— start Dataset —

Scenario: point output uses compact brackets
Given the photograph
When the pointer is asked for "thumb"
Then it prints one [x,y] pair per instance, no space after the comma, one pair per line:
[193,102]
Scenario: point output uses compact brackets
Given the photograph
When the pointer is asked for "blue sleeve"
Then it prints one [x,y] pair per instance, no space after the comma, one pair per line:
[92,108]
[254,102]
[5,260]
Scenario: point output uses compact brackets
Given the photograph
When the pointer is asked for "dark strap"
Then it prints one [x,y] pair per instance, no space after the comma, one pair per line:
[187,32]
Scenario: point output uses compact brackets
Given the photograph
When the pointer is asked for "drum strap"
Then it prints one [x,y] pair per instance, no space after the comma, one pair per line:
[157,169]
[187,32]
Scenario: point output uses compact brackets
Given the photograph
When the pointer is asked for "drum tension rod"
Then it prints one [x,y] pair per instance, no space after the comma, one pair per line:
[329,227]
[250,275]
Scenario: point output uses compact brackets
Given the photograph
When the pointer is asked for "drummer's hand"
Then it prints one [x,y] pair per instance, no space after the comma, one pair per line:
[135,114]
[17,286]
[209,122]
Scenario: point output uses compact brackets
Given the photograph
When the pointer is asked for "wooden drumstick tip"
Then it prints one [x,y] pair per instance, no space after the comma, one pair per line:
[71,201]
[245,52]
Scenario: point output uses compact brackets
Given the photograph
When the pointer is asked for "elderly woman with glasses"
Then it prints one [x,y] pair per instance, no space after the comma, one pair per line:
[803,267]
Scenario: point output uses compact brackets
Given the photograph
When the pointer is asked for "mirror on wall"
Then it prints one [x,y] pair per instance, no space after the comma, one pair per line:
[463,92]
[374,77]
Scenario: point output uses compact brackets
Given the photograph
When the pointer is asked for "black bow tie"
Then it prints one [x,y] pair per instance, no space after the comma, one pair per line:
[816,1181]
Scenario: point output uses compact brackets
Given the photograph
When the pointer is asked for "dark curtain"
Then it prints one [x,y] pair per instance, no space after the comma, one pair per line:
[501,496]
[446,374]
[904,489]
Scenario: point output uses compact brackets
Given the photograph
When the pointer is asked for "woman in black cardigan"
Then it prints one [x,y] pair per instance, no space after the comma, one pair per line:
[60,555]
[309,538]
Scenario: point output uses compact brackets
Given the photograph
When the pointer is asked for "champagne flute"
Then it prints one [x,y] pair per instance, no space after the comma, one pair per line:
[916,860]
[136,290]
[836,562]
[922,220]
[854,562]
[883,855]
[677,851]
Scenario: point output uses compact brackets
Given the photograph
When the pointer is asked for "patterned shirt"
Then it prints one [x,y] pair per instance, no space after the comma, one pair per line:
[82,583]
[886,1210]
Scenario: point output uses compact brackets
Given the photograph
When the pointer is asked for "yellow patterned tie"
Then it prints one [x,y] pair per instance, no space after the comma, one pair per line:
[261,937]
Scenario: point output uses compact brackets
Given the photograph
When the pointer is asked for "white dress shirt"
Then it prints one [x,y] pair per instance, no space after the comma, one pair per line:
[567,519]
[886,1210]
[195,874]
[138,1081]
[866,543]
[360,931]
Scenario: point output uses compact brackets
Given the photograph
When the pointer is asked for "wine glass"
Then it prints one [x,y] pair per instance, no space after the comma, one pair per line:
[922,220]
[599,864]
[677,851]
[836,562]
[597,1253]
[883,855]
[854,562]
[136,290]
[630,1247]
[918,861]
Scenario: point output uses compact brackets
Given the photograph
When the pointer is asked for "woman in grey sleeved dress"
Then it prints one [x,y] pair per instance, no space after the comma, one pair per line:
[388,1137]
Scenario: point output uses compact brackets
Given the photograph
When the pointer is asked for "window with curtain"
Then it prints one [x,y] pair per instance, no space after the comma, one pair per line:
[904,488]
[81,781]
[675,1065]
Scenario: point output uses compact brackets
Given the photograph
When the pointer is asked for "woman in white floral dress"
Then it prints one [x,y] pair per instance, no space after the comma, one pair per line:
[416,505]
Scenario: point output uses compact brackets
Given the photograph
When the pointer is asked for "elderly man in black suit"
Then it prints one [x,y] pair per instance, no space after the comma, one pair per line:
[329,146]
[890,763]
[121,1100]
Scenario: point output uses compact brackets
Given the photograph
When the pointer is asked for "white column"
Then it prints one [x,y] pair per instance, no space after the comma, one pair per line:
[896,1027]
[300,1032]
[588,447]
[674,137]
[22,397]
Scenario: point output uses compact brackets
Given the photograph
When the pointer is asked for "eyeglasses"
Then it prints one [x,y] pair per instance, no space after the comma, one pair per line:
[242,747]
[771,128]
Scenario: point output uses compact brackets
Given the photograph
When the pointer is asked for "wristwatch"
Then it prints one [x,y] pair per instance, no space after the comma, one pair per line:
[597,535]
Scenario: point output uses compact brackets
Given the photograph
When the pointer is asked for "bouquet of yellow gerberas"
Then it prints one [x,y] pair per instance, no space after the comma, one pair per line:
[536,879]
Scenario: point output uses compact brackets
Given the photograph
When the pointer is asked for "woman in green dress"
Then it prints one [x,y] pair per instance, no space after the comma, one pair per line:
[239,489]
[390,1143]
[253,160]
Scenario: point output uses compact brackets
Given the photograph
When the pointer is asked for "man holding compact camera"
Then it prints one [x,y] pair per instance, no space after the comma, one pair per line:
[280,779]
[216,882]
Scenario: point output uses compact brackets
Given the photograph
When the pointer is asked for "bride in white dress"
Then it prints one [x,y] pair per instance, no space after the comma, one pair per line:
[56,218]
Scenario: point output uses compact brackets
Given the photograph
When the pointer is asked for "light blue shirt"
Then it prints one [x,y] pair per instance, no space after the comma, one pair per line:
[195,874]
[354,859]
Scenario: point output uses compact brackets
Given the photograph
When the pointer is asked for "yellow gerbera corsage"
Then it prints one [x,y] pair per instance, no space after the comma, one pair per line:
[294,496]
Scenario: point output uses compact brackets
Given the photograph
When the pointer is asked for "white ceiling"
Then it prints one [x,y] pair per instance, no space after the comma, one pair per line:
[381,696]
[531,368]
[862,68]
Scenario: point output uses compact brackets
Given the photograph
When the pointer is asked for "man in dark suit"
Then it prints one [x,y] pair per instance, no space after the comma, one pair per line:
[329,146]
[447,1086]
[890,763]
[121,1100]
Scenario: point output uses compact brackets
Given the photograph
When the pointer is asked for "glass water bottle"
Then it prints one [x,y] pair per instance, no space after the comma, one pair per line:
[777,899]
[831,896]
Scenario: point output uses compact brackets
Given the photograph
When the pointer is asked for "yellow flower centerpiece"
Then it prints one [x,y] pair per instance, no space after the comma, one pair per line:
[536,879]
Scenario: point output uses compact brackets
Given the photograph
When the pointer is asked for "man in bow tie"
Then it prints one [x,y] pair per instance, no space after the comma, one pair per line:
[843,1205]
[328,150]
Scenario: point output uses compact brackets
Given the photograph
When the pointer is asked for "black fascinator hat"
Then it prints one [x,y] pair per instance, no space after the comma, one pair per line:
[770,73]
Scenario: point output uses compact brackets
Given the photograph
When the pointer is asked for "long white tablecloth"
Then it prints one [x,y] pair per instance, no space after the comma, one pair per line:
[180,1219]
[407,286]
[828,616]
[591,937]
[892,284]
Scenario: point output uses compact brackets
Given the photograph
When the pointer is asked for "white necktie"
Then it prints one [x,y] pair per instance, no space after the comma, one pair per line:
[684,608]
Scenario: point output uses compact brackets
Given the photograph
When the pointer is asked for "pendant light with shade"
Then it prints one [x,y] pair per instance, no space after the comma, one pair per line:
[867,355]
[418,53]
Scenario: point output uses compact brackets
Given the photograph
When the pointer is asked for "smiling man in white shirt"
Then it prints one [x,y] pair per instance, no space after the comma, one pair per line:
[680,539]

— end Dataset —

*Written request:*
Retype the material in full, character for character.

*Expected output:*
Scenario: point output uses compact brackets
Given the photograph
When the pointer is asked for "thumb"
Then it prints one [x,y] pair per instance, no space after the comma, one pair per line:
[193,102]
Scenario: point output uses compact brackets
Given the photograph
When the pointer is asked for "blue sleeve"
Then it prints one [x,y] pair per instance, no space after the comma, one pair per line:
[92,108]
[254,102]
[5,260]
Scenario: point output uses compact brackets
Given the photograph
When the pointer is asked for "dark strap"
Then it prints one [x,y] pair per instance, no space after the comma, one pair per line:
[187,32]
Scenario: point output uses compact brackets
Given the photograph
When the pointer is asked for "drum strap"
Then it prints one [x,y] pair per instance, no space after the comma, one pair per line:
[157,169]
[187,32]
Scenario: point output uses compact brackets
Given the photograph
When the pointer is asked for "drum tension rod"
Then it prints one [x,y] pair per instance, no space after the comma, one pair per line:
[329,227]
[250,275]
Scenario: point output uses compact brackets
Given the photograph
When the pointer is asked for "drummer's hand"
Then it prints one [x,y] pair per instance, no space after the comma, one pair per line:
[135,114]
[17,286]
[209,122]
Scenario: point output uses compact brackets
Given the photograph
When the pointer is asked for "wooden drumstick tip"
Then it prints one [x,y] pair per instance, no space after the comma, one pair per line:
[71,201]
[245,52]
Scenario: point output uses compact brackets
Given the photograph
When the pointer is asked for "elderly woman with glasses"
Then it prints one [x,y] pair per instance, no space after the comma, one pair per line:
[803,267]
Scenario: point output uses compact brackets
Given the photograph
When the pointer is asked for "mirror on wall"
Then it prints one [x,y] pair per instance, no space after the comma, one pair per line:
[463,92]
[374,77]
Scenario: point output uses compact brackets
Given the photograph
When the pointer is asked for "black bow tie"
Then it prints one [x,y] pair per instance, no space after the comma, one pair per line:
[816,1181]
Scenario: point output uses compact brackets
Given the photograph
When the pointer is asked for "dark curtain"
Then it prints one [x,y] pair per instance, no space after the comma, one pair per line:
[501,496]
[446,374]
[904,489]
Scenario: point output uses compact brackets
Given the photograph
When the pointer is asked for "woman in black cardigan"
Then it prints one [x,y] pair per instance, no space after the comma, one pair per line:
[60,555]
[309,538]
Scenario: point output uses compact brackets
Given the photograph
When the pointer is asked for "champagne flute"
Then it prints one [x,y] pair per instance, no space after the comma, one pair per line:
[916,860]
[136,290]
[836,562]
[922,220]
[854,562]
[883,855]
[677,851]
Scenario: point output uses compact brackets
Given the photograph
When the pointer is asked for "patterned shirt"
Then it prints one [x,y] pair per instance, no space after the comma, one pair per line:
[82,583]
[886,1210]
Scenario: point output uses compact brackets
Given the photograph
When the pointer is asked for "yellow patterned tie"
Then it prints one [x,y] pair per instance, no space after the comma, one pair per line:
[261,937]
Scenario: point output uses compact brackets
Given the photograph
When the pointer is asked for "white dress shirt"
Then it prints one [x,y] pair per instance, no space after the comma, one pair per line:
[567,519]
[886,1210]
[195,874]
[138,1081]
[866,543]
[360,931]
Scenario: point output uses compact brackets
Given the photograph
When the pointer is asked for "wine glass"
Then it prints one [x,y] pair per instance, no space after the comma, one pair per line:
[922,220]
[599,864]
[677,851]
[836,562]
[597,1253]
[883,855]
[854,562]
[136,290]
[630,1247]
[918,861]
Scenario: point output uses compact brackets
Given the photograph
When the pointer is asked for "woman in grey sleeved dress"
Then it prints one [x,y] pair per instance, no space after the comma, one pair per line:
[388,1137]
Scenario: point output uses compact brackets
Given the photograph
When the pointer is asked for "window with curtain"
Then it prints one [x,y] pair per instance, no space after the comma, one pair per line:
[904,488]
[81,781]
[675,1065]
Scenario: point output uses compact brackets
Given the photograph
When the pointer is asked for "woman in white floral dress"
Then it prints one [x,y] pair per instance, no space after the comma, one pair per line:
[416,505]
Scenario: point output uses compact brackets
Given the photograph
When the pointer is asked for "elderly man in black suit"
Then it prints one [x,y] pair per instance, no space after the comma, one pair per line:
[329,146]
[890,763]
[121,1100]
Scenario: point output uses compact brackets
Given the photograph
When the pointer is asked for "white column"
Then it prints one [x,y] pair per instance, no space after the comma, one pair per line:
[896,1027]
[300,1032]
[588,447]
[674,137]
[22,397]
Scenario: point output uses compact brackets
Given the photograph
When the pointer is asked for "eyeglasses"
Then it prints one [x,y] pair per instance, no space after the comma, one pair per line:
[242,747]
[771,128]
Scenario: point output uses compact brackets
Given the photograph
When the pointer is asked for "wristwatch"
Then it prints one [x,y] pair per instance, no space after the comma, one pair per line:
[597,535]
Scenario: point output uses compact brackets
Given the photograph
When the pointer is asked for "bouquet of yellow gerberas"
Then it prints one [x,y] pair per instance, no space after the comma, one pair per line:
[536,879]
Scenario: point output uses compact brackets
Given the photograph
When the pointer is asked for "woman in green dress"
Then it prints one [x,y] pair per instance, no space after the comma, one pair per line:
[239,489]
[390,1143]
[253,160]
Scenario: point output uses compact brackets
Given the photograph
When the pointer is asked for "man holding compact camera"
Then it prints one [x,y] pair per instance, no space after the comma, one pair per line:
[280,779]
[216,882]
Scenario: point output uses compact brackets
Given the photograph
When the pointer is asked for "bride in white dress"
Then it prints one [x,y] pair per instance, no space after the comma, one pair per line:
[56,218]
Scenario: point output uses compact brackets
Given the photograph
When the pointer is asked for "light blue shirt"
Then it prints one [x,y] pair per instance, no space after the comma, one pair per line:
[195,874]
[354,859]
Scenario: point output uses compact brackets
Given the photograph
When the pointer is asked for "yellow gerbera corsage"
Then it prints one [x,y] pair per instance, no space after the comma, one pair per line:
[294,496]
Scenario: point output uses compact brackets
Given the photograph
When the pointer is asked for "white ceiling"
Then it prints one [x,y] pair per instance, no space after the comma, one pair per line:
[381,696]
[531,368]
[862,68]
Scenario: point output uses compact brackets
Given the photograph
When the pointer is asked for "man in dark suit"
Then it prints one [x,y] pair per instance, no space after the comma, one pair per line:
[329,146]
[447,1086]
[890,763]
[121,1100]
Scenario: point output uses compact brackets
Given the photograph
When the pointer is asked for "glass water bottle"
Then it prints one [x,y] pair per instance, no space after the comma, one pair per line:
[777,899]
[831,896]
Scenario: point output uses compact brackets
Given the photograph
When the pointer is asked for "yellow flower centerpiece"
Then it prints one [x,y] pair per instance, no space after the comma, one pair per line:
[536,879]
Scenario: point output uses compact brackets
Given the photograph
When the pointer is asked for "man in bow tie"
Then it prints one [x,y] pair per instance, no space after the comma, one pair per line:
[843,1205]
[328,150]
Scenario: point output uses compact brackets
Given the photograph
When the pointer is asked for "black fascinator hat"
Then it prints one [x,y] pair per instance, no space after the comma, one pair per line:
[770,73]
Scenario: point output uses compact brackets
Given the photograph
When the pointer is asked for "long white tablecloth"
Then it prints one [x,y] pair per instance, no space after the comma, one pair per line:
[180,1219]
[407,286]
[828,616]
[591,937]
[892,284]
Scenario: point output uses compact brackets
Given the photograph
When the pointer is asked for "white necktie"
Then it prints one [x,y] pair per instance, no space after the comma, one pair per line:
[684,608]
Scenario: point output uses compact brackets
Given the photograph
When the pointer is asked for "pendant light with shade"
Then it prints one [x,y] pair per instance, no space after the comma, one pair per line:
[867,355]
[418,53]
Scenario: point output uses compact brackets
Given the photograph
When the pointer is asked for "smiling man in white shirt"
Then it prints one [x,y] pair per instance, no space after the comma, one pair per line:
[680,539]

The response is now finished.